---------- Document text
I selected a hotel that was outside the immediate centre of town, I didn’t want to have to faff too much with the car, and a lot of the central hotels had no car parking. We were only a 10 minute walk from the centre, and it was a nice walk in.Like many Roman and medieval towns Bath is located on the side of a river, in this case the River Avon. We were staying on the far side of the river.

Bath is famous for two things, famous in my mind anyway. The Roman Baths and the Royal Crescent, and we visited both. On the way to the Royal Crescent we passed through The Circus, a roundabout surrounded by wonderful Georgian Terraces. I suspect that some of the pictures I have seen on the internet purporting to be the Royal Crescent, were actually taken here. I much preferred this to the nearby Royal. Crescent. The circus was built between 17544 and 1768 and the buildings are 318 feet from the centre of the circus – the same as Stonehenge. John Wood (the elder), the designer believed that ancient Bath was a centre for Druidism. I really like knowing (and then forgetting) these little snippets of local history!
--------------------
---------- Records
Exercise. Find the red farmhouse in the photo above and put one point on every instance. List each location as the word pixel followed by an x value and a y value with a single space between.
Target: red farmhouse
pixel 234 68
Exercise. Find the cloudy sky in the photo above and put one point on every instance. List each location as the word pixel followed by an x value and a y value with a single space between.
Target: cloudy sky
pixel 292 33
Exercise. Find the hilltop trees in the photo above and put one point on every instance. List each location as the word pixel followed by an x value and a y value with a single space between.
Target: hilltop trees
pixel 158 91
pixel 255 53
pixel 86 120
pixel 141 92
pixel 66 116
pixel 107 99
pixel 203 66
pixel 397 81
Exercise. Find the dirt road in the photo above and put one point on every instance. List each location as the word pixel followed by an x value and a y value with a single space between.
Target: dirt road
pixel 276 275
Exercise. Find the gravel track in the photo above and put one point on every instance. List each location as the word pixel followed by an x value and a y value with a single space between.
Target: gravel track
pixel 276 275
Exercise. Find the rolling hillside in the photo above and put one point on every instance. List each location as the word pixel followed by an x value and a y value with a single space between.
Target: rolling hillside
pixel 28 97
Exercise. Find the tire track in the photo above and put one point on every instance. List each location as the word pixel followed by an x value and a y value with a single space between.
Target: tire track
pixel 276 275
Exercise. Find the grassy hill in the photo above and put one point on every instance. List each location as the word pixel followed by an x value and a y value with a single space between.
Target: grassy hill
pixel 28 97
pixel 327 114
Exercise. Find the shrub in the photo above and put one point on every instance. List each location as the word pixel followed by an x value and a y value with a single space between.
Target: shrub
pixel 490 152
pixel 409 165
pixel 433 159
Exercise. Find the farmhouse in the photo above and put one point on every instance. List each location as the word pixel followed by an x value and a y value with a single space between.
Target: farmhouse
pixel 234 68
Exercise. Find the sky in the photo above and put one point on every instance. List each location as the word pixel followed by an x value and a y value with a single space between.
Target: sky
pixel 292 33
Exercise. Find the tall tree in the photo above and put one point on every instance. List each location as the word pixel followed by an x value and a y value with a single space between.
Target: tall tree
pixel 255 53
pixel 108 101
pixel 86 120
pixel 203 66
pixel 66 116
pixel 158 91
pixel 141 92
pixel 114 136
--------------------
Exercise objective = Write out the whole passage about visiting Bath word for word. The rows above aren't needed for this.

Response to the exercise =
I selected a hotel that was outside the immediate centre of town, I didn’t want to have to faff too much with the car, and a lot of the central hotels had no car parking. We were only a 10 minute walk from the centre, and it was a nice walk in.Like many Roman and medieval towns Bath is located on the side of a river, in this case the River Avon. We were staying on the far side of the river.

Bath is famous for two things, famous in my mind anyway. The Roman Baths and the Royal Crescent, and we visited both. On the way to the Royal Crescent we passed through The Circus, a roundabout surrounded by wonderful Georgian Terraces. I suspect that some of the pictures I have seen on the internet purporting to be the Royal Crescent, were actually taken here. I much preferred this to the nearby Royal. Crescent. The circus was built between 17544 and 1768 and the buildings are 318 feet from the centre of the circus – the same as Stonehenge. John Wood (the elder), the designer believed that ancient Bath was a centre for Druidism. I really like knowing (and then forgetting) these little snippets of local history!